■ SUPPLIED PASSAGE
#####

Monitoring Kubernetes workloads with AppDynamics and modern CD strategies
02 Jan 2023Monitoring Kubernetes workloads with AppDynamics and modern CD strategies
Many organizations move their applications onto cloud native infrastructure like Kubernetes or its’ “superstructures” like OpenShift or Rancher, both on premises and in the public clouds.
AppDynamics as a leading APM (Application Performance Monitoring) tool always offered support for workloads in those environments and aided monitoring needs from multiple angles. It offers platform monitoring, individual pod resource monitoring and deep application performance monitoring via specialized agents. While platform monitoring and pod monitoring is handled with one-time setup of a Cluster Agent, for APM, agents need to be embedded into application pods and there are multiple ways to do it – but there are a few specifically desired properties of the process in practice:
-
The process of embedding an agent should be easy from the developer standpoint, ideally transparent
-
The process should work well in context of CI/CD pipelines used
-
The method should be robust and work with all Kubernetes resource kinds like Deployments, StatefulSets, DaemonSets, Jobs, CronJobs, etc.
-
The method should not require elevated privileges for the process of embedding
AppDynamics Cluster Agent provides such feature called auto-instrumentation for Java, .NET, and Node.js applications out of the box, and while it works well, there are certain limitations, especially when using increasingly popular GitOps-based continuous deployment tools like Argo CD. Those tools compare application specification in the git repository with application running on a Kubernetes cluster, and when there are differences, git version wins and is automatically adjusted on the Kubernetes cluster.

#####

[Object position labeling entries]

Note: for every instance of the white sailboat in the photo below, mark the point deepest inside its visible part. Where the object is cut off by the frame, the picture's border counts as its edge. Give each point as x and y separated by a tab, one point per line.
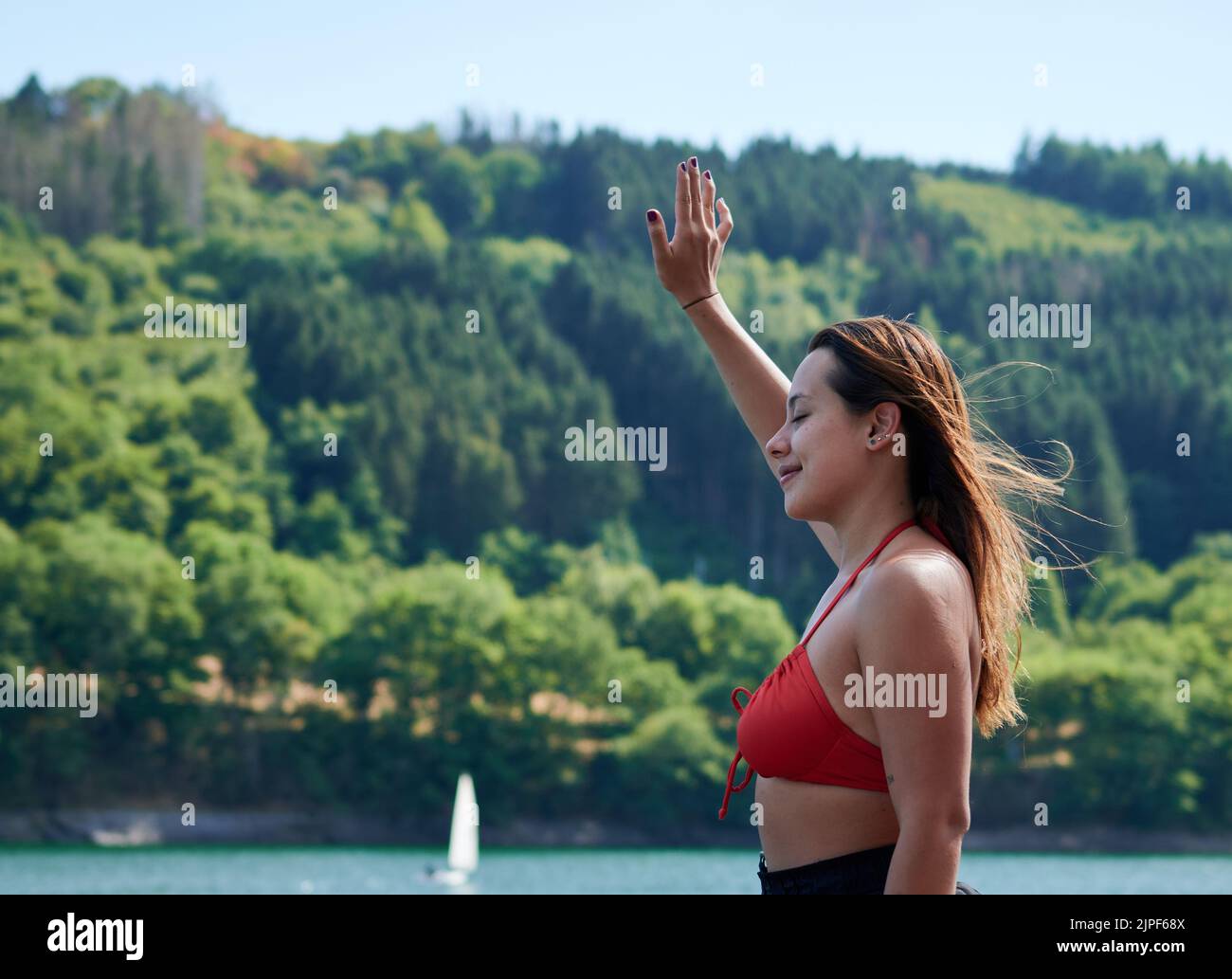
463	859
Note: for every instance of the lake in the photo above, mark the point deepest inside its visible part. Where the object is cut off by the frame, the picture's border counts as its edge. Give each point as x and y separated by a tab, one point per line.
344	870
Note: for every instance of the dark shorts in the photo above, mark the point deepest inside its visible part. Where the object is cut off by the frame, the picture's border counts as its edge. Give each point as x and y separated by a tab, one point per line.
862	872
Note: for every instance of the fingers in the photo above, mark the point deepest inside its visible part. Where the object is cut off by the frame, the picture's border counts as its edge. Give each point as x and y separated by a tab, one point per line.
658	230
682	194
725	225
707	200
695	190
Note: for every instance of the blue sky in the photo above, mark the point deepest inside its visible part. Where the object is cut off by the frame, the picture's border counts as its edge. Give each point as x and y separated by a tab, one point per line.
887	78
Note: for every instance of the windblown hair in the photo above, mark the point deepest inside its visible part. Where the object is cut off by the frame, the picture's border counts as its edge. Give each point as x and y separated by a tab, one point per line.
961	481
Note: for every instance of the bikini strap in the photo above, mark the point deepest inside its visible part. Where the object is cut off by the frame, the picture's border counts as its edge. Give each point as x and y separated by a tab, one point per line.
876	551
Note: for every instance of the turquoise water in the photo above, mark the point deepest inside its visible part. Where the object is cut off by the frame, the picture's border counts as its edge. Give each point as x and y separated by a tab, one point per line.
60	870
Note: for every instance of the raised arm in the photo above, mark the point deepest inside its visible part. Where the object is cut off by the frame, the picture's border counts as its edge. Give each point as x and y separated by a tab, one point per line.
688	267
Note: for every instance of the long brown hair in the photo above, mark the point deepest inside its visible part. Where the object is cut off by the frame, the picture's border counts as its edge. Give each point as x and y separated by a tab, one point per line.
961	481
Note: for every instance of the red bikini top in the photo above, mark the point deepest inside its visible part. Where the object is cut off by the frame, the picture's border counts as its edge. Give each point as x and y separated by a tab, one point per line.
788	729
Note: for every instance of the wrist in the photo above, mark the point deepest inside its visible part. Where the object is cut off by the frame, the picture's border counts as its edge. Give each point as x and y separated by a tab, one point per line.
698	299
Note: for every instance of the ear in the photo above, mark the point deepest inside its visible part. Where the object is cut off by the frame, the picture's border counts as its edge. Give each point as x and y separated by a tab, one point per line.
886	420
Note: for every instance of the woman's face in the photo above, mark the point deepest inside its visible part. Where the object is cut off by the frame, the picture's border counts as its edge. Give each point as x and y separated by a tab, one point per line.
821	451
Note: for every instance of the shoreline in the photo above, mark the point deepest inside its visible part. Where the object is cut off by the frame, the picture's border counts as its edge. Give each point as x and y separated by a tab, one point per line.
110	827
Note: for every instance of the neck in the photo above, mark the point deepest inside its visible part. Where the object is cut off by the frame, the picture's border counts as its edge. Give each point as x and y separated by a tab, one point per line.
866	525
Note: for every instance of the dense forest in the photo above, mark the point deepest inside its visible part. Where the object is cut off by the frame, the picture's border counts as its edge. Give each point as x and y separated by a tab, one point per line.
439	313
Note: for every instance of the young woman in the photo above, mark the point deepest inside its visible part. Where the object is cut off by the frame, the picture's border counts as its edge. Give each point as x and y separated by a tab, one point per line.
874	447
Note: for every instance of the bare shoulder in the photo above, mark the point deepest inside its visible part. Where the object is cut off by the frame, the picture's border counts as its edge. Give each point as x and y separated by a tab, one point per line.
920	605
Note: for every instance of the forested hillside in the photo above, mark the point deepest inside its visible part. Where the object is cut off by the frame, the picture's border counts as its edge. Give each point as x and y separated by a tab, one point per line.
444	311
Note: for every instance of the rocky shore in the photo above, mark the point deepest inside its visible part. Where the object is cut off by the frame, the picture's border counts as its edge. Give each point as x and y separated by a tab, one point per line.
163	826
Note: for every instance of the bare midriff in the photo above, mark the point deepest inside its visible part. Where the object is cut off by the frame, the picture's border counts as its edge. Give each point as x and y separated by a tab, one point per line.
805	822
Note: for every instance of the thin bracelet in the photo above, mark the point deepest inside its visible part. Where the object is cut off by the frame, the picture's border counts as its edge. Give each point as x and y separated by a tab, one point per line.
698	300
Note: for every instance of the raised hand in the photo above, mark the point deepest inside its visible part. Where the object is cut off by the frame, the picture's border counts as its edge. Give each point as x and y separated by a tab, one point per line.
688	265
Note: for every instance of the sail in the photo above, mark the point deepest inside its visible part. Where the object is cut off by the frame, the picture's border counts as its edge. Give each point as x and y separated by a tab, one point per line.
464	829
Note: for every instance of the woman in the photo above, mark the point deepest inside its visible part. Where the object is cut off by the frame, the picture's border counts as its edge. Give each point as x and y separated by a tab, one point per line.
873	444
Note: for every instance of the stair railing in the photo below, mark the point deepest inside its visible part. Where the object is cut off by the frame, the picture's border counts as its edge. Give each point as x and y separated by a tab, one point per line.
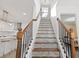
24	39
67	40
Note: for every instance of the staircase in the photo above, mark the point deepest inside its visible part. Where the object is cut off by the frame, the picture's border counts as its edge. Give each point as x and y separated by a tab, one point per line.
45	45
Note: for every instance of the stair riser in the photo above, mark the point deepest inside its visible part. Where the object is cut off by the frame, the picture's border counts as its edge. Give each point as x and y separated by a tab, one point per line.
45	36
45	46
45	28
46	40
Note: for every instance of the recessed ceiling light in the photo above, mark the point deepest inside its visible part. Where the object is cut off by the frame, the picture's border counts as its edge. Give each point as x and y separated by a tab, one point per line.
24	14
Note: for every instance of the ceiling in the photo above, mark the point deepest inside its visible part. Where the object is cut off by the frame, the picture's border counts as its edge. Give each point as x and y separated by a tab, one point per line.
19	10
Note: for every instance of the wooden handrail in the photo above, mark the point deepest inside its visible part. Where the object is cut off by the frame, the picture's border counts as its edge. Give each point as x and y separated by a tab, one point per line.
30	22
25	29
73	51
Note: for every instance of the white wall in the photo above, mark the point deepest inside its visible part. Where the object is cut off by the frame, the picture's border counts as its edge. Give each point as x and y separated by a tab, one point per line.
69	7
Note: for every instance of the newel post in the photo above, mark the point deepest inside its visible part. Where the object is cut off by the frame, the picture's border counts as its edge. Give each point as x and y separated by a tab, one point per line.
19	41
72	38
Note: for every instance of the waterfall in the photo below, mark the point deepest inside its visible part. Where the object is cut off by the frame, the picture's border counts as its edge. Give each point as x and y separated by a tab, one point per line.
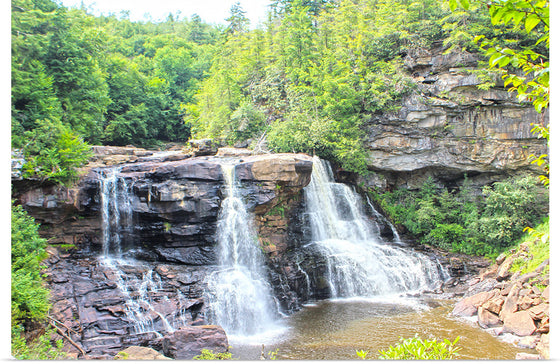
359	263
138	289
239	296
116	215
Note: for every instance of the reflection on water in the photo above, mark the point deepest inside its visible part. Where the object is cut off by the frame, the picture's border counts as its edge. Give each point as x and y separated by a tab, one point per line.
335	329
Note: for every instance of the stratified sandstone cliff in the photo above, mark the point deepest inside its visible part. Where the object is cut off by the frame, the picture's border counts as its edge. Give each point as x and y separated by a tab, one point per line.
449	127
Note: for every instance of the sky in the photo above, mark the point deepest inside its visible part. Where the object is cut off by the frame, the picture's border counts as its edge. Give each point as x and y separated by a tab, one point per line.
211	11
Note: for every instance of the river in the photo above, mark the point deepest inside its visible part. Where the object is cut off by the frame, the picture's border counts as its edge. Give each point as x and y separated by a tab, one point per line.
335	329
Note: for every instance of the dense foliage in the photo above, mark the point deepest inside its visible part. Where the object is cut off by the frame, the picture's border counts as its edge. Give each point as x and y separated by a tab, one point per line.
483	222
307	80
30	299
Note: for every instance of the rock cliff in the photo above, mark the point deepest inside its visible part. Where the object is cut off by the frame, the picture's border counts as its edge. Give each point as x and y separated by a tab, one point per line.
503	302
448	127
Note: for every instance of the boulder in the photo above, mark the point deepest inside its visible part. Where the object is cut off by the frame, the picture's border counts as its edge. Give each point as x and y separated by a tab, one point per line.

#####

■ PROBLEM TO SOLVE
From the Kubernetes monitoring article, pull out word for word the part that opens with the words containing "AppDynamics as a" and closes with "Jobs, CronJobs, etc.".

■ RESPONSE
AppDynamics as a leading APM (Application Performance Monitoring) tool always offered support for workloads in those environments and aided monitoring needs from multiple angles. It offers platform monitoring, individual pod resource monitoring and deep application performance monitoring via specialized agents. While platform monitoring and pod monitoring is handled with one-time setup of a Cluster Agent, for APM, agents need to be embedded into application pods and there are multiple ways to do it – but there are a few specifically desired properties of the process in practice:
-
The process of embedding an agent should be easy from the developer standpoint, ideally transparent
-
The process should work well in context of CI/CD pipelines used
-
The method should be robust and work with all Kubernetes resource kinds like Deployments, StatefulSets, DaemonSets, Jobs, CronJobs, etc.